Challenge = Render the part of the listing that opens with the line containing "segment concrete floor" and closes with the line containing "118L112 118L118 122ZM132", both included, as a JSON list of strings with one string per line and blank lines left out.

Input =
————
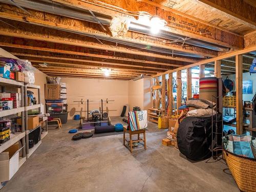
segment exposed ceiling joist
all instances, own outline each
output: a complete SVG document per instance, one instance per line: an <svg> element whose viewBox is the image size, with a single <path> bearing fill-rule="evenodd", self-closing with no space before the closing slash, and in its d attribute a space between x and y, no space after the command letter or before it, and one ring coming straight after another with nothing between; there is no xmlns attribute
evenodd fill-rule
<svg viewBox="0 0 256 192"><path fill-rule="evenodd" d="M231 19L256 29L256 8L243 0L198 0Z"/></svg>
<svg viewBox="0 0 256 192"><path fill-rule="evenodd" d="M44 62L44 61L40 60L30 60L33 63L42 63ZM47 62L48 63L54 64L54 65L67 65L70 66L73 66L74 65L78 65L78 66L83 66L87 67L98 67L98 68L109 68L109 69L119 69L119 68L121 68L122 69L125 69L127 71L140 71L141 72L141 73L147 73L147 72L153 72L154 73L156 73L159 71L165 71L165 70L152 70L147 68L145 68L144 69L138 68L136 67L128 67L125 66L112 66L112 65L100 65L98 64L93 65L94 63L78 63L77 62L57 62L57 61L45 61L45 62Z"/></svg>
<svg viewBox="0 0 256 192"><path fill-rule="evenodd" d="M39 57L39 58L49 58L49 59L59 59L59 60L72 60L72 61L81 61L81 62L92 62L92 63L102 63L102 64L107 64L107 65L110 65L110 63L112 64L112 62L104 62L103 61L95 61L93 60L88 60L88 59L76 59L74 58L69 58L68 57L61 57L60 56L47 56L47 55L44 55L42 54L40 55L34 55L34 54L26 54L26 53L15 53L15 52L11 52L11 53L13 55L18 56L26 56L26 57ZM125 65L125 63L118 63L118 62L115 62L115 65L122 65L123 66L126 66ZM111 65L110 64L110 65ZM137 63L138 66L144 66L144 67L146 67L148 68L151 68L151 66L154 66L154 65L149 65L149 63L141 63L140 64ZM130 65L129 65L130 66ZM137 66L136 64L134 64L134 66ZM164 68L161 68L162 66L167 66L167 67L165 67ZM156 67L152 67L153 68L152 69L168 69L168 68L173 68L173 67L181 67L183 66L183 65L176 65L176 64L165 64L163 65L158 65L156 66Z"/></svg>
<svg viewBox="0 0 256 192"><path fill-rule="evenodd" d="M13 22L13 23L15 22ZM17 24L16 23L16 24ZM113 52L117 52L127 54L133 54L144 56L189 62L185 58L183 58L182 57L172 56L171 51L170 51L170 55L167 55L148 52L148 50L146 49L145 51L141 51L140 50L138 50L136 49L122 46L121 45L118 45L117 47L115 47L116 45L115 44L108 44L105 42L104 45L102 45L97 42L97 40L91 37L39 26L27 26L27 24L23 24L22 29L17 30L8 25L0 23L0 35L95 49L108 50L110 52L112 51ZM189 60L190 61L193 61L191 62L196 62L196 59L191 60L190 59Z"/></svg>
<svg viewBox="0 0 256 192"><path fill-rule="evenodd" d="M0 17L28 23L35 25L81 35L95 37L100 39L118 42L121 44L126 44L128 45L128 43L132 42L134 45L137 44L143 46L144 48L151 46L170 50L170 52L171 50L173 50L176 53L176 54L183 54L182 52L183 52L193 57L200 57L201 58L205 58L205 57L214 57L217 56L217 52L214 51L191 45L188 47L183 47L183 45L181 44L173 45L167 44L166 42L168 42L169 40L166 39L154 37L134 31L128 31L126 34L122 36L113 37L109 30L108 31L105 31L102 30L101 28L99 28L98 24L30 10L29 11L31 12L31 15L19 15L16 12L12 11L12 9L16 9L16 8L12 6L11 9L12 13L0 12ZM5 10L3 7L1 9L2 11L8 11L8 10ZM19 13L18 14L20 14ZM35 18L33 16L35 14L36 14L37 18ZM58 17L61 17L61 19L58 19ZM73 24L75 24L75 25Z"/></svg>
<svg viewBox="0 0 256 192"><path fill-rule="evenodd" d="M90 10L97 13L114 16L129 17L129 15L118 11L117 8L114 10L103 8L96 5L93 1L81 1L78 0L54 0L64 5L73 6L80 9ZM155 5L144 1L105 0L104 3L112 6L120 7L130 11L146 11L152 15L157 14L167 22L166 30L177 34L191 37L213 44L223 45L227 47L242 47L243 38L241 36L223 31L218 28L206 25L202 23L186 18L172 11L159 9ZM109 7L106 6L105 6ZM123 12L123 11L122 11ZM131 17L131 16L130 16ZM222 34L226 37L222 39ZM236 39L236 40L233 40Z"/></svg>

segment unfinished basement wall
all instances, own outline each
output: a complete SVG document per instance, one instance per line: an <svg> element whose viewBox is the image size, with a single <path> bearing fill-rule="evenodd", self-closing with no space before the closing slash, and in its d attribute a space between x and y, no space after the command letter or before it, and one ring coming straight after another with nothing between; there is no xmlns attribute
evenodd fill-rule
<svg viewBox="0 0 256 192"><path fill-rule="evenodd" d="M134 106L139 106L141 110L146 110L152 106L150 90L151 77L133 81L130 80L129 84L130 111Z"/></svg>
<svg viewBox="0 0 256 192"><path fill-rule="evenodd" d="M123 106L128 104L128 81L62 78L61 82L67 83L68 119L72 119L74 115L80 114L87 117L87 100L96 101L89 104L89 111L99 110L102 99L114 100L108 104L103 102L103 112L107 112L109 116L120 116ZM74 102L83 99L84 102Z"/></svg>

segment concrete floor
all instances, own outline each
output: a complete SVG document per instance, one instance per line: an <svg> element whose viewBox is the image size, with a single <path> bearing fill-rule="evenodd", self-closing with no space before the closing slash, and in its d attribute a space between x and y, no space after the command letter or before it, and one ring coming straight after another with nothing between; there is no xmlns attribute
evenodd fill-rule
<svg viewBox="0 0 256 192"><path fill-rule="evenodd" d="M119 118L112 118L118 122ZM132 154L122 135L72 141L78 122L51 130L1 190L7 191L239 191L220 162L191 162L161 140L166 131L148 123L147 150ZM229 173L229 171L227 171Z"/></svg>

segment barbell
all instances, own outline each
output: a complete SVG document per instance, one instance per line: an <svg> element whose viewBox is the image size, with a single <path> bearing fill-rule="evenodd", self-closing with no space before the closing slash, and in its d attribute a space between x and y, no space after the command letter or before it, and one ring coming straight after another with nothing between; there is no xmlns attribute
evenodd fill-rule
————
Answer =
[
  "segment concrete floor",
  "all instances, own outline each",
  "output: a complete SVG document per instance, one instance per line: an <svg> element whose viewBox is the image size, with a single <path> bearing fill-rule=\"evenodd\", self-closing with no space before the closing slash, and in its d attribute a space between x and y, no space after the command letter or before it, and one ring coming straight after another with nothing between; there is no xmlns attribute",
  "evenodd fill-rule",
  "<svg viewBox=\"0 0 256 192\"><path fill-rule=\"evenodd\" d=\"M119 118L112 118L118 122ZM132 154L122 135L72 141L78 122L51 130L1 190L7 191L239 191L220 162L191 162L161 140L166 131L148 123L147 150ZM229 173L229 171L227 171Z\"/></svg>"
]